BEGIN Rows

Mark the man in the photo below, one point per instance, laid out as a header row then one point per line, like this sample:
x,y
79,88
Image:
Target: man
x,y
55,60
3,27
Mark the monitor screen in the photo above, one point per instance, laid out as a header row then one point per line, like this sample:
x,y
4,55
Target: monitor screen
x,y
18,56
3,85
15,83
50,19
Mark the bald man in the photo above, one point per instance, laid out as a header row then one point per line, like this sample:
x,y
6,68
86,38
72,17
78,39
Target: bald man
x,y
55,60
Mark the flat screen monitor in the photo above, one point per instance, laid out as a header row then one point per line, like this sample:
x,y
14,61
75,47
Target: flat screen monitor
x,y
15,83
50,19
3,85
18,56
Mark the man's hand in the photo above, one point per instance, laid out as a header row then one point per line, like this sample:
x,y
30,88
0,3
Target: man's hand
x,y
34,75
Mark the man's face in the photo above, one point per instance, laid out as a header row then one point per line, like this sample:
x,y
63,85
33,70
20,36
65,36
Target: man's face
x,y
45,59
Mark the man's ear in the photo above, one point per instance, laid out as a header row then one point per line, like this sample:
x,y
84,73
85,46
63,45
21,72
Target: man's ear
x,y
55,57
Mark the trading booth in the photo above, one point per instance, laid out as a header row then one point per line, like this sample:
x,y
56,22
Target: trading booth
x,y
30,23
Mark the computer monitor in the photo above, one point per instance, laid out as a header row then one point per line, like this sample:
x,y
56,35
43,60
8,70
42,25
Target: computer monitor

END Rows

• [Task instructions]: Express the listing above as a JSON list of strings, one string for each line, with blank lines left out.

• [Worked answer]:
[
  "Mark the man in the photo below, one point per instance, laid out as a header row then one point per line, like this sample:",
  "x,y",
  "79,88",
  "Image:",
  "Target: man",
  "x,y",
  "55,60",
  "3,27",
  "Mark the monitor screen in the photo above, one point per instance, laid out as a header row then one point per line, like this sample:",
  "x,y",
  "4,55",
  "Target: monitor screen",
  "x,y",
  "18,56",
  "3,85",
  "15,83",
  "50,19",
  "Mark the bald man in the photo above, one point per instance, laid out as a header row then one point per line, like this sample:",
  "x,y",
  "6,68",
  "86,38",
  "72,17",
  "78,39",
  "Target: bald man",
  "x,y",
  "55,60",
  "Mark the flat screen monitor in the photo above, one point per instance, laid out as a header row then one point per line, like this sample:",
  "x,y",
  "14,61",
  "75,47",
  "Target: flat screen monitor",
  "x,y",
  "15,83",
  "50,19",
  "3,85",
  "18,56",
  "Mark the man's hand in the photo above, one point per instance, laid out as a header row then one point per line, like this sample:",
  "x,y",
  "30,88",
  "0,3",
  "Target: man's hand",
  "x,y",
  "34,75",
  "Mark the man's face in the photo above, one point per instance, laid out as a header row then one point per line, like this sample:",
  "x,y",
  "63,85",
  "33,70",
  "20,36",
  "65,36",
  "Target: man's face",
  "x,y",
  "45,59",
  "Mark the man's ear in the photo above, one point per instance, laid out as a header row then one point per line, like this sample:",
  "x,y",
  "84,73",
  "85,46",
  "63,45",
  "21,72",
  "Target: man's ear",
  "x,y",
  "55,57",
  "Mark the trading booth in the photo above, one point per instance, laid out as a header row then one point per line, like this sample:",
  "x,y",
  "56,22",
  "Target: trading booth",
  "x,y",
  "30,23",
  "Mark the computer monitor in the photo above, one point per instance, laid out as a header row then one point per line, like this sample:",
  "x,y",
  "56,35",
  "43,60",
  "8,70",
  "42,25",
  "Target: computer monitor"
]